--- start ---
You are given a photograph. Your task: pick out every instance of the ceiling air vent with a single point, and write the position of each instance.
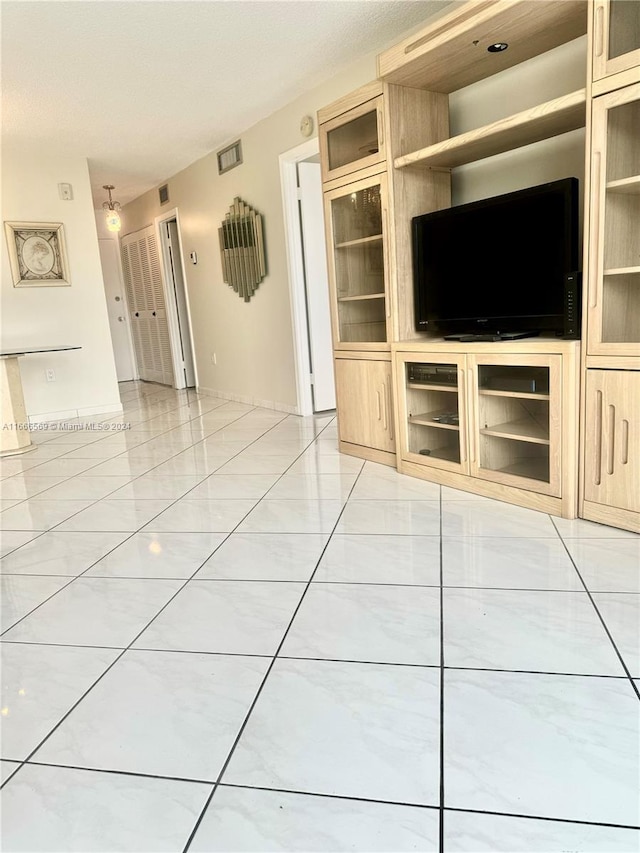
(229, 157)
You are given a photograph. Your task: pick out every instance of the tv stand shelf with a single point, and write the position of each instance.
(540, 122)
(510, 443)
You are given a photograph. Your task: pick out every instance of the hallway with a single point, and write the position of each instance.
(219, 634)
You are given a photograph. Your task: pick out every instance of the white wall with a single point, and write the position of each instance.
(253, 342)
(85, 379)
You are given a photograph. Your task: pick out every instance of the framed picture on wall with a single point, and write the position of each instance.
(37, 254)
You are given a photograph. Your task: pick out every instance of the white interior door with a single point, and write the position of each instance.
--- end ---
[Task to carry out]: Rewrite all of the rows above, switching "photograph" to "image" and leaving everything else as it is. Omit the pictures from your answer.

[Exercise answer]:
You are given a image. Your task: pick out every instance of the ceiling air vent with a single point, and write the position of each instance.
(229, 157)
You are given a image. Your task: pick out every instance of the tv stand shelf with a single point, and write the position of each instance.
(540, 122)
(510, 443)
You are given a image. Your task: pick out every instance of the hallway with a single point, and write the position of each instance.
(219, 634)
You are given a image. Your task: pick out every instance of the white wall with a single point, and write the position of each instance.
(253, 342)
(85, 379)
You are given a image. Your task: pick out every instance of the framed picture on wall with a single point, and write the position of each instance.
(37, 254)
You are given a image. Your task: pick out every instance of the white interior door with a single point, and write the position of each instance.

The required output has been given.